Sin embargo, por boca de otros de sus personajes, don Mario voceó sus propias reservas ante la factibilidad de que esa renovación constructiva bastara para la renovación intelectual y social del país, urbanizado a empujones por la nueva riqueza. Ya el doctor Hermógenes Urdaneta hubo de contraponer al progresismo gomecista del viejo Ribera, su propio recelo sobre el afán constructivo con que se quería hacer uso principal del dinero petrolero: «Yo creo que las naciones se hacen sobre el valor humano de la población y no sobre el mérito de unos edificios de ladrillo», añadió el amigo de la familia a propósito de la construcción de El Silencio.

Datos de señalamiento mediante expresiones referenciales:
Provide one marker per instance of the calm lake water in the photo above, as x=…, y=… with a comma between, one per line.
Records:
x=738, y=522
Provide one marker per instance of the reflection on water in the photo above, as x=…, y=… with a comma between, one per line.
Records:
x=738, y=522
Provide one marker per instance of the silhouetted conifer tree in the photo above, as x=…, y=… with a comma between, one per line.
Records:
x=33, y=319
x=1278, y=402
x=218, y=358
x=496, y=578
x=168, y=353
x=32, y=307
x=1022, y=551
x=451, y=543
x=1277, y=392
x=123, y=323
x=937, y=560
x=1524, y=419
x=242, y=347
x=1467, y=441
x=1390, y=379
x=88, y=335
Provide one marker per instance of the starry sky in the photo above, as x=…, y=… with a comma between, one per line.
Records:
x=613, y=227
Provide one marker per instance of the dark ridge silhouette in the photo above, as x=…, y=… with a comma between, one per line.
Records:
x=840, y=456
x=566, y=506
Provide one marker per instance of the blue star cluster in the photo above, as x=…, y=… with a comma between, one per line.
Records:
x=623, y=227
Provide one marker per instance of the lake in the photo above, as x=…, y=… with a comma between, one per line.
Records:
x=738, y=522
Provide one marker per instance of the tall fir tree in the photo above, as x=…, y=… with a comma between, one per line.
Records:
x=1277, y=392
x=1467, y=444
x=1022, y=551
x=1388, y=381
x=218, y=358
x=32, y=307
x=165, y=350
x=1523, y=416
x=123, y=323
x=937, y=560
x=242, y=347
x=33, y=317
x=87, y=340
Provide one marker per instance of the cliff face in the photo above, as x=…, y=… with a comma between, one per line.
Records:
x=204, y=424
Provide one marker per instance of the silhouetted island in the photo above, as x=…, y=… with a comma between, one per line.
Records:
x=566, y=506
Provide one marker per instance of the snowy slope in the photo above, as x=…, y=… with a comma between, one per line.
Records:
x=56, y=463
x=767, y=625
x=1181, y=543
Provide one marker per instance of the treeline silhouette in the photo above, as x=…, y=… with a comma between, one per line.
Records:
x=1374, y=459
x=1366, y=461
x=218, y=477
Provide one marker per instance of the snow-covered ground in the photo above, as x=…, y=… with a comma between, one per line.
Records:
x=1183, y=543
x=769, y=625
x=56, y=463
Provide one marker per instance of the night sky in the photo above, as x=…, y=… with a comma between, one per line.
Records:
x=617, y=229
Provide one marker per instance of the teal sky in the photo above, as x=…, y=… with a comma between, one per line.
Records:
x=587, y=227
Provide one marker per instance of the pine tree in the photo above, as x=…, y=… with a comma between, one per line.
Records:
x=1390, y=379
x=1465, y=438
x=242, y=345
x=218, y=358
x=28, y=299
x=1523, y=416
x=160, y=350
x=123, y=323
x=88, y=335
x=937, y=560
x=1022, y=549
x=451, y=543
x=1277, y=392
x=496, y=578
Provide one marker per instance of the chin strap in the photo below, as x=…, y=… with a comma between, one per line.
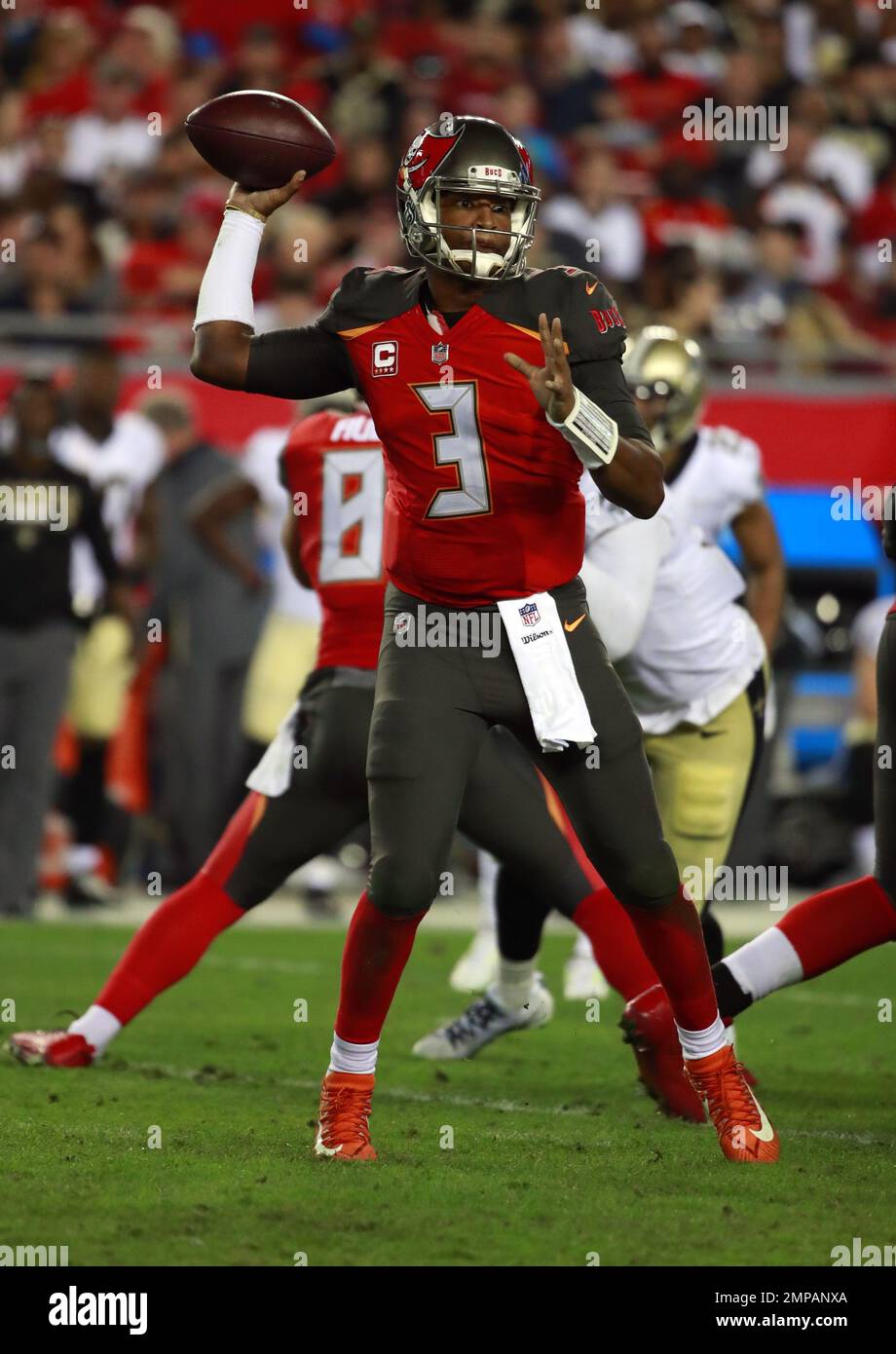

▶ **TAREA**: Prolonga el fragmento sobre la renovación constructiva y la construcción de El Silencio a partir de su última oración.

▶ **RESPUESTA**:
Otros personajes de la saga repetirían esos recelos, haciéndose eco de las advertencias de don Mario ante los espejismos del oro negro. De nada servirían las prioridades tecnocráticas y modernizadoras de este tipo de obras, sin una «atención integral al hombre», tal como manifestara, también a propósito de El Silencio, el hijo de Alfonso Ribera. La visión humanística y socialista del joven médico termina acercándose a la de Briceño Iragorry en la parte final de Los Riberas, centrada en las reformas de la era democrática. En esas tertulias dominicales que tenían lugar en la quinta Solitere, bien cuestionaba Vicente Alejo en los días de la famosa renovación urbana:
«¿Qué significaría para el porvenir del país la destrucción de unas casas feas y ruinosas, destinadas a mercado del vicio, si luego se construyen palacios, quintas, hoteles, apartamentos, donde la prostitución moral de hombres pueda tener sitios espléndidos? Nuestro progreso de pueblo no es labor de obras públicas. Nuestro progreso de nación reclama primeramente la atención integral del hombre: pan, jabón y luces; agricultura, sanidad y educación son nuestras primeras necesidades y, aunque pocos se esfuercen por la justicia, yo, médico, he de proclamar una vez más lo que siempre decía el abuelo Alejo: ‘Venezuela está urgida de jueces'».
Suenan como palabras de Briceño Iragorry, por boca de Vicente Alejo, quien busca redimir, como ha señalado Laura Febres, muchos de los errores del padre. Desdoblado así el autor en varios personajes, puede decirse que, al final de la novela, ya no semeja don Mario al Alfonso migrado de Mérida, como al inicio. Y hablando de apariencia, no olvidemos que este Briceño Iragorry maduro que escribía Los Riberas, calado con boina y gafas redondas, distaba del dandi con bigote y sombrero, posante en el retrato de 1927, conservado en el Archivo Fotografía Urbana.